Solid Power's Solid-State Batteries
A New Breed of EV Battery
When people are looking into all-electric vehicle ownership, the majority of their questions involve EV range, the overall life of battery packs and how long it takes to charge them. Now a company called Solid Power out of Colorado is introducing a whole new breed of solid state electric car batteries that promise lower cost, longer range and safer electric vehicles.
Solid Ion-Conducting Sulfide Electrolytes
The company is developing its new batteries with automakers such as BMW and Ford that uses sulfides to create solid electrolytes which they call an all-solid-state battery or ASSB. According to Solid Power’s CEO Doug Campbell, “There are various groups that make the claim of solid-state batteries while using more of a hybrid electrolyte that includes liquid or gel components. We have completely removed the flammable liquid electrolyte and replaced it with our solid ion-conducting sulfide electrolyte. These hybrid solid-liquid electrolytes don’t reap the benefits of added safety at the cell and pack level, which is why we refer to our solution as ASSB to differentiate from a hybrid or semi-solid solution.”
Solid Power boasts that their batteries have a battery density of at least 50 percent greater than conventional EV batteries. The new Solid State batteries will be lighter than conventional lithium-ion batteries, and can recover 90 percent of a charge in just 10 minutes. Solid Power is entering into the formal automotive qualification process in 2022 and hope to have its battery packs in EVs by 2026.
Testing with Ford and BMW
Right now, the company is sending battery cells to Ford and BMW for testing with current EV designs to expedite further development. Solid Power believes that their tech will bring down the cost of EV battery packs from $142 per kWh to as low as $85 per kWh.
Solid-state batteries are also safer that lithium-ion batteries because they don’t use combustible liquid electrolytes. And Solid Power says its batteries will last close to 400,000 miles, which means they will last longer than the life of the vehicle itself.

=== PROVIDED MATERIAL ===
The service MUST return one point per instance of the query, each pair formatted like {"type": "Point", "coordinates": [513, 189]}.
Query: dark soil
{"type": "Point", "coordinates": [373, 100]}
* * *
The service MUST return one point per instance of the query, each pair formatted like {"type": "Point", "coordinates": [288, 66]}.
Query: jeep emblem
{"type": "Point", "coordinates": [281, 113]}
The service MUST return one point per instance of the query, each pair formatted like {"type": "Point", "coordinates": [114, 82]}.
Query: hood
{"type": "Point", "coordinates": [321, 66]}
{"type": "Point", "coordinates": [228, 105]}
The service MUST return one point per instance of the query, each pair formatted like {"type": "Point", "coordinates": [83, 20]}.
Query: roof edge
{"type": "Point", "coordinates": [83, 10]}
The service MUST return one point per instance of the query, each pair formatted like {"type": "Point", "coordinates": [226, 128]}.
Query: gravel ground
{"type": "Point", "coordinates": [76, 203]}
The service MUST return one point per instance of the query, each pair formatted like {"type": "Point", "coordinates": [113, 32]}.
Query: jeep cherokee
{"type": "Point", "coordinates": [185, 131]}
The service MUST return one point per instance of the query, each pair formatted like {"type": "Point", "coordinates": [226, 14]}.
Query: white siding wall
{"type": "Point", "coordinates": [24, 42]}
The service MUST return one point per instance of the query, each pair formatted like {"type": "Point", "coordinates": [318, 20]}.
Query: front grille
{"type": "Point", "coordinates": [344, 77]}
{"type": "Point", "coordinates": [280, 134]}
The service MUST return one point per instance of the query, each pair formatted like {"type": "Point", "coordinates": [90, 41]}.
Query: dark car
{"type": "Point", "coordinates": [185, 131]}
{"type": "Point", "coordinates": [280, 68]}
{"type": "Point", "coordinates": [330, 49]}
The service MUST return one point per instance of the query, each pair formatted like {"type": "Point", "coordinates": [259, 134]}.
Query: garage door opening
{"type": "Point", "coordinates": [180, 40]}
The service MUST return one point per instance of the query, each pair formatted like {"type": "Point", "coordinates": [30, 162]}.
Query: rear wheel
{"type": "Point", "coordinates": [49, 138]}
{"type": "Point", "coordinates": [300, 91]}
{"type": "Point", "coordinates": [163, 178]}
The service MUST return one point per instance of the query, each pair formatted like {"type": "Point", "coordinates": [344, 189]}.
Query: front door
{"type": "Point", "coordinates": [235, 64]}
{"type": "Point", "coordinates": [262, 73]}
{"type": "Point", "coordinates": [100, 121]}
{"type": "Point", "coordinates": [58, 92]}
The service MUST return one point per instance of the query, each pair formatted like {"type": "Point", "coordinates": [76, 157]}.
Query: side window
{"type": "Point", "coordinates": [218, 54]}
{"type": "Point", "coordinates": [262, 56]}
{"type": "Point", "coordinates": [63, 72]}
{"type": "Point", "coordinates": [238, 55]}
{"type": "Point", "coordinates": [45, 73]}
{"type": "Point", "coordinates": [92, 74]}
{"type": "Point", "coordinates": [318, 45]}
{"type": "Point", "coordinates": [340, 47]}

=== EXERCISE INSTRUCTIONS ===
Will you write out the part of the Solid Power battery text that begins at the words "Testing with Ford" and stops after the words "as $85 per kWh.", word for word? The data has no connection to the Solid Power battery text.

=== RESPONSE ===
Testing with Ford and BMW
Right now, the company is sending battery cells to Ford and BMW for testing with current EV designs to expedite further development. Solid Power believes that their tech will bring down the cost of EV battery packs from $142 per kWh to as low as $85 per kWh.